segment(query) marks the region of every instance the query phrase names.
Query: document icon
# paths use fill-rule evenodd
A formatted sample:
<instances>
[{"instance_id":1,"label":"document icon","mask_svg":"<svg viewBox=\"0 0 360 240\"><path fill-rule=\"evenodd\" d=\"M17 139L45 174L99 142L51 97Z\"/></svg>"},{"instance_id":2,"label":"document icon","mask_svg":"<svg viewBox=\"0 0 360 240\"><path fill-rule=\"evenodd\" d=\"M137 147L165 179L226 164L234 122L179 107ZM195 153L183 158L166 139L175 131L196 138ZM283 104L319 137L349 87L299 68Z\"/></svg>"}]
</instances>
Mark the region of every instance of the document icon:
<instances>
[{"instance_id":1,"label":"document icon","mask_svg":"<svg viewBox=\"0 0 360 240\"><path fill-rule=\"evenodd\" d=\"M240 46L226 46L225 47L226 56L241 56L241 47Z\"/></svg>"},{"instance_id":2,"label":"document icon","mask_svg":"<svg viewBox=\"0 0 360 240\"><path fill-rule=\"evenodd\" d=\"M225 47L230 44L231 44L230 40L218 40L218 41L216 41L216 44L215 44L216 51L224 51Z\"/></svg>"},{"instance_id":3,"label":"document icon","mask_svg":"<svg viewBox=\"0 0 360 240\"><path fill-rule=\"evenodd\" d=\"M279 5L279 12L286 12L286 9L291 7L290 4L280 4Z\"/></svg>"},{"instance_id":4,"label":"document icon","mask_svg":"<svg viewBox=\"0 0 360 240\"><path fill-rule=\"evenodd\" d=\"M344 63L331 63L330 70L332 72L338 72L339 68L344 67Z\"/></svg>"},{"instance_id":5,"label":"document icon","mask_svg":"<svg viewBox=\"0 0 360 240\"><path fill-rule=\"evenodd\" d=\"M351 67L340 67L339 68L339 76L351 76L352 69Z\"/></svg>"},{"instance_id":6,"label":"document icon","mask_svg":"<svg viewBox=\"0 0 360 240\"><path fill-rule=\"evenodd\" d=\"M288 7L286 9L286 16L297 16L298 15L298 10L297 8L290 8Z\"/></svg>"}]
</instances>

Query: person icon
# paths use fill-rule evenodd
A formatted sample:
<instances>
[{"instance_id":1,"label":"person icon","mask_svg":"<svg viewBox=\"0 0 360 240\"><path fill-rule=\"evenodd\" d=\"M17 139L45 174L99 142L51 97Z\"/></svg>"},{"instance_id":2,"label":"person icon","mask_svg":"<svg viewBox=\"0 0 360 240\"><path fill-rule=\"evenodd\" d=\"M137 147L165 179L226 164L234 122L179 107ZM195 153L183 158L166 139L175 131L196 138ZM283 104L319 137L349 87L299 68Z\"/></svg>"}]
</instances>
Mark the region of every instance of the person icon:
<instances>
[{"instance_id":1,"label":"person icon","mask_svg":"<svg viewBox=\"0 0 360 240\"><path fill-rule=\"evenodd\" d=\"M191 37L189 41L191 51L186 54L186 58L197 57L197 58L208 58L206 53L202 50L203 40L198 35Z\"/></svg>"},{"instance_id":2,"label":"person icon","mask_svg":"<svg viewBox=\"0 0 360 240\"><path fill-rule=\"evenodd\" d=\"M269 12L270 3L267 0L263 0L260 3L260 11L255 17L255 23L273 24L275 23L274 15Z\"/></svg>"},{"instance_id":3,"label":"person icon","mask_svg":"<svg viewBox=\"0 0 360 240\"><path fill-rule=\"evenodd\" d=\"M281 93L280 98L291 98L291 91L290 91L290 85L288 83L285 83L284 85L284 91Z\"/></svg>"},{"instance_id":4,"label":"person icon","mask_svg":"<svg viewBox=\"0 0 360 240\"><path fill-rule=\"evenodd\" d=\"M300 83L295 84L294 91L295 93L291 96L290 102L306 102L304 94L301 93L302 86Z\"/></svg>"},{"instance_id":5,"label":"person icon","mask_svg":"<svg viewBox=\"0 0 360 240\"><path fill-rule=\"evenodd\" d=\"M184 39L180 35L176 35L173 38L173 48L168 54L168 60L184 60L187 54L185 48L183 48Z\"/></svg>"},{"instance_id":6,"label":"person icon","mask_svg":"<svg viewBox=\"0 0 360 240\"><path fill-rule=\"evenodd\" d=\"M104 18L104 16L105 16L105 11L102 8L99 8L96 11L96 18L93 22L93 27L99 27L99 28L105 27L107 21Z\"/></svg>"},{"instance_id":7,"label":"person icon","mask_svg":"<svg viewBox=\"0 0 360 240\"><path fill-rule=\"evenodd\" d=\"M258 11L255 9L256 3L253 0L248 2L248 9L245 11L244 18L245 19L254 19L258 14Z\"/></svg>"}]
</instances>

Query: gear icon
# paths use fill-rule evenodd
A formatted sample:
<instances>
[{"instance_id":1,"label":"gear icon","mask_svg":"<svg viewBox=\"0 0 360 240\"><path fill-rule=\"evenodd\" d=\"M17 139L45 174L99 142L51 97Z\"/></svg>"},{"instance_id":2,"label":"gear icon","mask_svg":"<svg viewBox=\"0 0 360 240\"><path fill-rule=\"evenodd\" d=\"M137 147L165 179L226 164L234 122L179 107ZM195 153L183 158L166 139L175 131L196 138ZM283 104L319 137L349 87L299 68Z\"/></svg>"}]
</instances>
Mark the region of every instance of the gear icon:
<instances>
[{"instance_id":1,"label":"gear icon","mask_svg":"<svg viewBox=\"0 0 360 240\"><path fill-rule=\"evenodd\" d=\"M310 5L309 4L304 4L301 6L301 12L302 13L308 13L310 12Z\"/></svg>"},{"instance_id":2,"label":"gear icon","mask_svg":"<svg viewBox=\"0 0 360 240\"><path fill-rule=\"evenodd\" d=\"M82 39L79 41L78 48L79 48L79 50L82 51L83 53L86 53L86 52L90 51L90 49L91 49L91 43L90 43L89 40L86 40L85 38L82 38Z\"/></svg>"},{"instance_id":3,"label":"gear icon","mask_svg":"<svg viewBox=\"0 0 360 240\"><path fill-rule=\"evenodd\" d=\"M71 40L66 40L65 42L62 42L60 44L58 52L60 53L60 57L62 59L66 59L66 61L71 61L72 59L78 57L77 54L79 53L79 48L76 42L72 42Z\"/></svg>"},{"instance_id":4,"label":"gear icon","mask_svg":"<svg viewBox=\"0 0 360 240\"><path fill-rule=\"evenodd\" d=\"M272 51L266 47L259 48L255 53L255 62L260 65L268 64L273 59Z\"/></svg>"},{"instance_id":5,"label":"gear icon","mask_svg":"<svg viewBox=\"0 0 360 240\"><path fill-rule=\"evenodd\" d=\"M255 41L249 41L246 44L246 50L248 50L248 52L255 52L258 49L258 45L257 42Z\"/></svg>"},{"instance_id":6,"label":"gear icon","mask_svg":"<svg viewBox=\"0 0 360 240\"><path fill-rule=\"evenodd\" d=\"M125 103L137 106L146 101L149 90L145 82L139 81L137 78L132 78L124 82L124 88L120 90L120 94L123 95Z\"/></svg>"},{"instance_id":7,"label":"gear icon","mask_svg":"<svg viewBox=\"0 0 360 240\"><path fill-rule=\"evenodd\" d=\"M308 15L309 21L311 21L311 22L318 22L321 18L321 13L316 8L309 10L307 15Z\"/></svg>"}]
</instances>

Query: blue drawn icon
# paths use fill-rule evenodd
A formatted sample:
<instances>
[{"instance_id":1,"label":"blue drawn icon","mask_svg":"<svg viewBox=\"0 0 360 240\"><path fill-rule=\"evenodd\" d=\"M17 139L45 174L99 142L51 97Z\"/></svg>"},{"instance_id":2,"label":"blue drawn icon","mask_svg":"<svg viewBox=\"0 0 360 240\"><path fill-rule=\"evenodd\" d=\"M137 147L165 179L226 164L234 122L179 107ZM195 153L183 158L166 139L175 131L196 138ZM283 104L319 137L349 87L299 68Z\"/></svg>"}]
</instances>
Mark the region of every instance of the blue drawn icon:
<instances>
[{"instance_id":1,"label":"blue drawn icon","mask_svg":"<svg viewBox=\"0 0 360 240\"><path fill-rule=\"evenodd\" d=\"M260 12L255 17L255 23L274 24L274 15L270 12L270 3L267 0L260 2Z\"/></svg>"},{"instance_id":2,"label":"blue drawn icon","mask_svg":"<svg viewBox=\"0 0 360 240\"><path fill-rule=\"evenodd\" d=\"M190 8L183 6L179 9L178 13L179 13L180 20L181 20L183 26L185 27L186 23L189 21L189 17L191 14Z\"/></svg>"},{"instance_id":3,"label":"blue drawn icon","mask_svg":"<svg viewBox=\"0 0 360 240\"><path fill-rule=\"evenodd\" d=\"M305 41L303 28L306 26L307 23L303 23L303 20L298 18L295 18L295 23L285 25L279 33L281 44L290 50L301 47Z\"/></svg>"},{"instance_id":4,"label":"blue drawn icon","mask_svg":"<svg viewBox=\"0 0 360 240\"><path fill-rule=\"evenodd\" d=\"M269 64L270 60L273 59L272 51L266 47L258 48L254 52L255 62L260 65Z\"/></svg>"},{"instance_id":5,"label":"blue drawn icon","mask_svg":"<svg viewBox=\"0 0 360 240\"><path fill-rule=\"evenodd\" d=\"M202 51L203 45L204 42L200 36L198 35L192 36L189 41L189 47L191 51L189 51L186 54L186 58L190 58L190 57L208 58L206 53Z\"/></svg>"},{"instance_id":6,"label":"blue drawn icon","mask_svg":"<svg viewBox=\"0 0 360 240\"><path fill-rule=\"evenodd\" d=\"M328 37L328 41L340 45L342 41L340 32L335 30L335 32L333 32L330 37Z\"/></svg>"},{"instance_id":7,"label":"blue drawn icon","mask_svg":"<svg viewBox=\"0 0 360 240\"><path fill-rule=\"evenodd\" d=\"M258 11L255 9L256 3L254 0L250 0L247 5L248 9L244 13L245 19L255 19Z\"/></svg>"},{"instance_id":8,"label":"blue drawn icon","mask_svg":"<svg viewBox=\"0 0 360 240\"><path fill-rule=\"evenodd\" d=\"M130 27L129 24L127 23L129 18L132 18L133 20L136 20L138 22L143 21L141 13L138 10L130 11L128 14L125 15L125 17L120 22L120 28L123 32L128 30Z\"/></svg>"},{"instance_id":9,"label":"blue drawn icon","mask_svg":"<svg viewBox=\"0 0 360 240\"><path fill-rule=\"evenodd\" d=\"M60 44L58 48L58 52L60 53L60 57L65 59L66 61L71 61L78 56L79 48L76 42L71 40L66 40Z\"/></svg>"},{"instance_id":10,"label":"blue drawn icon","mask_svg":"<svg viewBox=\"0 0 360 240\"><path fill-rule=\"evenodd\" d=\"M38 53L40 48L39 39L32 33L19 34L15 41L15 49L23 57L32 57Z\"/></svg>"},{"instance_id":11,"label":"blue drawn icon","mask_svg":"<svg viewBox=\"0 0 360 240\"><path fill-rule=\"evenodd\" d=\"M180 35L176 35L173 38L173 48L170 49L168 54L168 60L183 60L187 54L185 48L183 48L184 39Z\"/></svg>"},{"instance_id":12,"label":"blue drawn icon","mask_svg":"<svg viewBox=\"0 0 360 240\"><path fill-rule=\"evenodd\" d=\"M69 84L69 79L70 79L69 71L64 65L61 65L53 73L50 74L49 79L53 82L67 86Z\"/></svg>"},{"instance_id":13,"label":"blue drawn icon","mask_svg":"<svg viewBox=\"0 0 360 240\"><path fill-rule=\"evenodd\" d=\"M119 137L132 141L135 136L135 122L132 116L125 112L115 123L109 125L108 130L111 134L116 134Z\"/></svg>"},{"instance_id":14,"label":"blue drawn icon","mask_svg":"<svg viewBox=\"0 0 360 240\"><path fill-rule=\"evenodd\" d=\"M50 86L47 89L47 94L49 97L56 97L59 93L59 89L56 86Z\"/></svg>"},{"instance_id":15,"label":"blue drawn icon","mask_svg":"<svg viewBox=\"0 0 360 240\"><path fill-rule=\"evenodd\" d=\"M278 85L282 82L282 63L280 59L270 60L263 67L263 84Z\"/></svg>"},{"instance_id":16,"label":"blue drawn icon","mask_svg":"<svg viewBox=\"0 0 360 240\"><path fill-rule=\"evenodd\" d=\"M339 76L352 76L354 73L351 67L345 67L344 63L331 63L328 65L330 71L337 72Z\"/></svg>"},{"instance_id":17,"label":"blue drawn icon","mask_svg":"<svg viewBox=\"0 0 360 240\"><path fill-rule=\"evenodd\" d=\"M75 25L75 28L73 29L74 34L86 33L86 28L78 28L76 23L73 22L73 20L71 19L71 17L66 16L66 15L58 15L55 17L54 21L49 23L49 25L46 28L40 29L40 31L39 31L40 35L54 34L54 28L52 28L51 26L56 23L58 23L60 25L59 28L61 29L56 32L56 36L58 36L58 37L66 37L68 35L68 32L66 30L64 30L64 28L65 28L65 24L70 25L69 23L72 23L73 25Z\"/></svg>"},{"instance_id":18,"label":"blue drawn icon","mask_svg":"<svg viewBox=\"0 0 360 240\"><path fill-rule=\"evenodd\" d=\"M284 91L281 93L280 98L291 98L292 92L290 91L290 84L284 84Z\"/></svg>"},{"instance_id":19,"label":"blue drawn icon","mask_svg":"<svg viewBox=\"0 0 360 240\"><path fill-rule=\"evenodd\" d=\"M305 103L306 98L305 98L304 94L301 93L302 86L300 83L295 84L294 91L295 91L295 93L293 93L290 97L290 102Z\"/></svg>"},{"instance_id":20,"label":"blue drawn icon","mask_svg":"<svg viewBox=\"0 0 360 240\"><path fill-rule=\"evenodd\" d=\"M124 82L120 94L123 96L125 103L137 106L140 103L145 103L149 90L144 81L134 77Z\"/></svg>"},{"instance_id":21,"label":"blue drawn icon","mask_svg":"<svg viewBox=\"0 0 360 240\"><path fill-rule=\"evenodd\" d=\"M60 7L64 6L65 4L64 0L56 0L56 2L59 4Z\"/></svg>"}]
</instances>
--------------------------------
Exercise description ->
Pull out each line of the material above that contains the string "every".

Exercise output ->
segment(query) marks the region of every instance the query phrase names.
Mark the region of every instance of the document icon:
Mark the region of every instance of the person icon:
Mark the region of every instance of the gear icon:
Mark the region of every instance of the blue drawn icon:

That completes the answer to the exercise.